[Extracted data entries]
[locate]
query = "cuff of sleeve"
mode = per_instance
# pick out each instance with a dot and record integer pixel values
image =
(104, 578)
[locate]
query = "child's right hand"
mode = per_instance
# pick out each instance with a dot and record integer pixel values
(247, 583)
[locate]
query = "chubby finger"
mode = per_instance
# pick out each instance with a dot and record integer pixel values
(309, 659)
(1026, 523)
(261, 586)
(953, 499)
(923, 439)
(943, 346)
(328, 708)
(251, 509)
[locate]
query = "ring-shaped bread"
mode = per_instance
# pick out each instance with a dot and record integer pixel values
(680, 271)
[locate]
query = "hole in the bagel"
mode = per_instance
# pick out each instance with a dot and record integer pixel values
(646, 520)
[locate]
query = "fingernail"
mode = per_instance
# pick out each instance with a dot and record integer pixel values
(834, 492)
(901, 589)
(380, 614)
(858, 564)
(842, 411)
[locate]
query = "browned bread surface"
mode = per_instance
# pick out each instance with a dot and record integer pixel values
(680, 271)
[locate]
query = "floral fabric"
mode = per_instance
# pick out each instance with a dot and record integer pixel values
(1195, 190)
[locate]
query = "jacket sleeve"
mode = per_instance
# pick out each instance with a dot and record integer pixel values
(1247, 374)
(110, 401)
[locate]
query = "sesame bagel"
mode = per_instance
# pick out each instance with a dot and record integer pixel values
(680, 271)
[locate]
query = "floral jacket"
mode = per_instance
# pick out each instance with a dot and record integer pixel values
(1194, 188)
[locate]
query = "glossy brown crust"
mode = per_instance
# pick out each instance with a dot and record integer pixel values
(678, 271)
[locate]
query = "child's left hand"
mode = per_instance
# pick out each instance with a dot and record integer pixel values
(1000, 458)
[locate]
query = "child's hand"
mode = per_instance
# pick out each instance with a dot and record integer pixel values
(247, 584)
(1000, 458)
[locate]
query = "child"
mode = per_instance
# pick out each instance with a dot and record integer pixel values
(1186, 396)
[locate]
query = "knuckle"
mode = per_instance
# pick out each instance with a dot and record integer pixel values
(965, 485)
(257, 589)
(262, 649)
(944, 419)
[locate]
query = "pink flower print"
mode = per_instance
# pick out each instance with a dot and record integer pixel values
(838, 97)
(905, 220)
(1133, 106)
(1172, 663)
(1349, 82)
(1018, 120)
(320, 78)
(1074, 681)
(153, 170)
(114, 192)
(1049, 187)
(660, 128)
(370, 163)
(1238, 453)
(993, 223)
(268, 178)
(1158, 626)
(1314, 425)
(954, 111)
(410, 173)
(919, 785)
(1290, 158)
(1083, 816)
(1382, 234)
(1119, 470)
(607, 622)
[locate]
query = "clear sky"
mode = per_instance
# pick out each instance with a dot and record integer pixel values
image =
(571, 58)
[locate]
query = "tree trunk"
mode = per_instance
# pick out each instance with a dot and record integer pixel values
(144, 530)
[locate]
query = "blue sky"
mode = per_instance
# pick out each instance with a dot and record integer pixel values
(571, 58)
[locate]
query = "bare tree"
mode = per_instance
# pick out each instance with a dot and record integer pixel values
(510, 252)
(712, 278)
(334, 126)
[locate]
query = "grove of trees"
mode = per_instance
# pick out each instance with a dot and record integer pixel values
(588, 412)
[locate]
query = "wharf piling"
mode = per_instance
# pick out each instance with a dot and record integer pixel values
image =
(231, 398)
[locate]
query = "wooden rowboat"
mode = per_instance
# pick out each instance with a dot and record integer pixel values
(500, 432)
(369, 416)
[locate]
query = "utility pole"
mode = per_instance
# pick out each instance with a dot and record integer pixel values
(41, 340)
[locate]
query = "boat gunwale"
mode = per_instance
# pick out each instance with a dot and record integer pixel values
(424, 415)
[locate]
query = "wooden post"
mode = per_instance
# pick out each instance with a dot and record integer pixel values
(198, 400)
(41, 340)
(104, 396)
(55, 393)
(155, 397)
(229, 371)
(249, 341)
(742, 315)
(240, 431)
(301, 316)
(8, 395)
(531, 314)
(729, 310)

Problem requirements: Repeat every record, exactly as written.

Problem solution:
[locate]
query = "cuff of sleeve"
mode = per_instance
# pick out each instance with a dot and record integer pixel values
image =
(104, 578)
[locate]
query = "child's right hand"
mode = per_instance
# pick out each instance with a dot and record integer pixel values
(247, 583)
[locate]
query = "chubby finger"
mode = per_instance
# pick out each instance with a dot and record integer pixel values
(309, 659)
(1026, 523)
(261, 586)
(953, 499)
(923, 439)
(943, 346)
(328, 708)
(251, 509)
[locate]
query = "ring-shaped bread"
mode = per_instance
# pick out each instance with a dot and record integer pixel values
(680, 271)
[locate]
query = "hole in the bagel"
mode = per_instance
# pick out each instance with a dot and record integer pixel values
(646, 520)
[locate]
query = "fingernail"
mode = per_instance
# pick out each instance with a dot and record integer pixel values
(834, 492)
(901, 589)
(380, 614)
(858, 564)
(842, 411)
[locate]
query = "browned bread surface"
mode = per_instance
# pick out each instance with a dot and record integer pixel values
(680, 271)
[locate]
query = "floral fabric"
mode = per_instance
# pick out each instance with a dot and record integer pixel values
(1195, 190)
[locate]
query = "jacket sleeve"
mode = per_instance
# pick out each instance with a dot and record integer pixel values
(1247, 374)
(110, 401)
[locate]
query = "sesame bagel"
mode = per_instance
# pick out each instance with a dot and record integer pixel values
(680, 271)
[locate]
query = "floral jacket"
mode = per_instance
# pick out each instance with a dot and record integer pixel values
(1194, 188)
[locate]
query = "glossy brown crust"
mode = per_instance
# pick out each instance with a dot and record integer pixel values
(678, 271)
[locate]
query = "child's left hand"
mode = per_instance
# pick out each instance with a dot and record integer pixel values
(1000, 458)
[locate]
query = "child's hand"
mode = per_instance
# pick out each instance with a dot and record integer pixel values
(247, 584)
(1000, 458)
[locate]
query = "child"
mode = per_instance
# pick out each instance with a dot and record integer pixel values
(1186, 396)
[locate]
query = "knuckle"
mode = per_instance
# pick out each instance with a dot and record integer pixel values
(965, 485)
(257, 589)
(262, 649)
(944, 419)
[locate]
query = "pink flower print"
mode = per_instance
# pick out each instance with a dot and record integer pixel values
(838, 97)
(905, 220)
(1133, 106)
(1172, 663)
(1349, 82)
(1018, 120)
(320, 78)
(1074, 681)
(153, 170)
(114, 192)
(1049, 187)
(660, 128)
(370, 163)
(1238, 453)
(993, 223)
(268, 178)
(1158, 626)
(1314, 425)
(954, 111)
(410, 173)
(919, 785)
(1290, 158)
(1083, 816)
(1382, 234)
(1119, 470)
(607, 622)
[locate]
query = "clear sky"
mode = per_instance
# pick out each instance with a dot and record integer pixel values
image =
(571, 58)
[locate]
query = "tree trunk"
mode = per_instance
# pick out each instance with a dot and record integer pixel values
(144, 530)
[locate]
query = "blue sky"
mode = per_instance
# pick out each instance with a dot and record integer pixel values
(571, 58)
[locate]
query = "bare tree"
mode = per_instance
# pick out each instance with a dot and record integer pixel values
(510, 252)
(712, 278)
(334, 126)
[locate]
query = "grove of trees"
mode = per_instance
# pick out each instance with a dot and record integer pixel values
(588, 412)
[locate]
query = "wharf piling"
mode = per_instance
# pick out each instance with a dot and record integer pixel values
image =
(231, 398)
[locate]
query = "wooden rowboat"
mode = per_instance
# pick out each instance with a dot and record integer pixel values
(500, 432)
(369, 416)
[locate]
query = "utility pole"
mode = per_instance
# pick out each instance with a dot and record integer pixel values
(41, 340)
[locate]
query = "boat gunwale"
mode = per_instance
# pick out each instance with a dot and record integer pixel values
(424, 415)
[locate]
query = "wooden post"
mode = per_instance
# pick out each instance with a dot and record integer pixel values
(198, 400)
(41, 340)
(104, 396)
(55, 393)
(155, 397)
(229, 371)
(249, 341)
(742, 315)
(240, 431)
(301, 316)
(8, 395)
(531, 314)
(729, 310)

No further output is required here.